• Extract to read:

In a preferred embodiment, the composite described herein effectively inhibits, controls, prevents or treats the formation of inorganic scale formations being deposited in subterranean formations, such as wellbores, oil wells, gas wells, water wells and geothermal wells as well as in tubulars, conduits, etc. The composites described herein are particularly efficacious in the treatment of scales of calcium, barium, magnesium salts and the like, including barium sulfate, calcium sulfate, and calcium carbonate scales. The composites may further have applicability in the treatment of other inorganic scales, such as zinc sulfide, iron sulfide, etc.

The composite also has particular applicability in the control and/or prevention or formation of salts, paraffins, gas hydrates, asphaltenes as well as corrosion in formations or onto the surface of tubulars, flow conduits or other equipment exposed to fluids containing such contaminants. Further, other suitable treatment agents include foaming agents, oxygen scavengers, biocides, emulsifiers (both water-in-oil and oil-in-water) and surfactants as well as other agents may be employed with the adsorbent when it is desired to slowly slow release such agents into the production well. Further the treatment agent adsorbed onto the adsorbent may be a tracer which may be used to monitor hydrocarbon production.

• Requirements:
**a)** Rewrite the scale-treatment text starting at the words "In a preferred" and stopping after "iron sulfide, etc.", changing "geothermal wells" to "injection wells".
**b)** Answer these questions from the scale-treatment text:
(i) Which two other inorganic scales are named as ones the composites may also treat?
(ii) What may a tracer adsorbed onto the adsorbent be used to monitor?
(iii) Which two kinds of emulsifiers are listed?
The listing has no connection to the scale-treatment text.

• Provided data:
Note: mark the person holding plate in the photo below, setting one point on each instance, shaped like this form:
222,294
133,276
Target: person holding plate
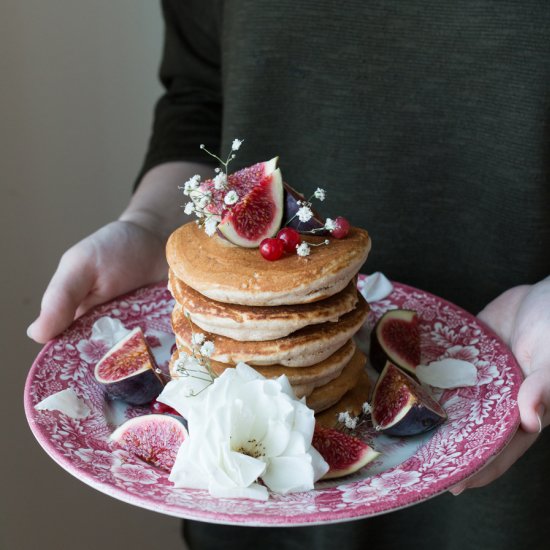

• Answers for the exercise:
**a)**
In a preferred embodiment, the composite described herein effectively inhibits, controls, prevents or treats the formation of inorganic scale formations being deposited in subterranean formations, such as wellbores, oil wells, gas wells, water wells and injection wells as well as in tubulars, conduits, etc. The composites described herein are particularly efficacious in the treatment of scales of calcium, barium, magnesium salts and the like, including barium sulfate, calcium sulfate, and calcium carbonate scales. The composites may further have applicability in the treatment of other inorganic scales, such as zinc sulfide, iron sulfide, etc.

**b)**
(i) Zinc sulfide and iron sulfide.
(ii) Hydrocarbon production.
(iii) Water-in-oil and oil-in-water.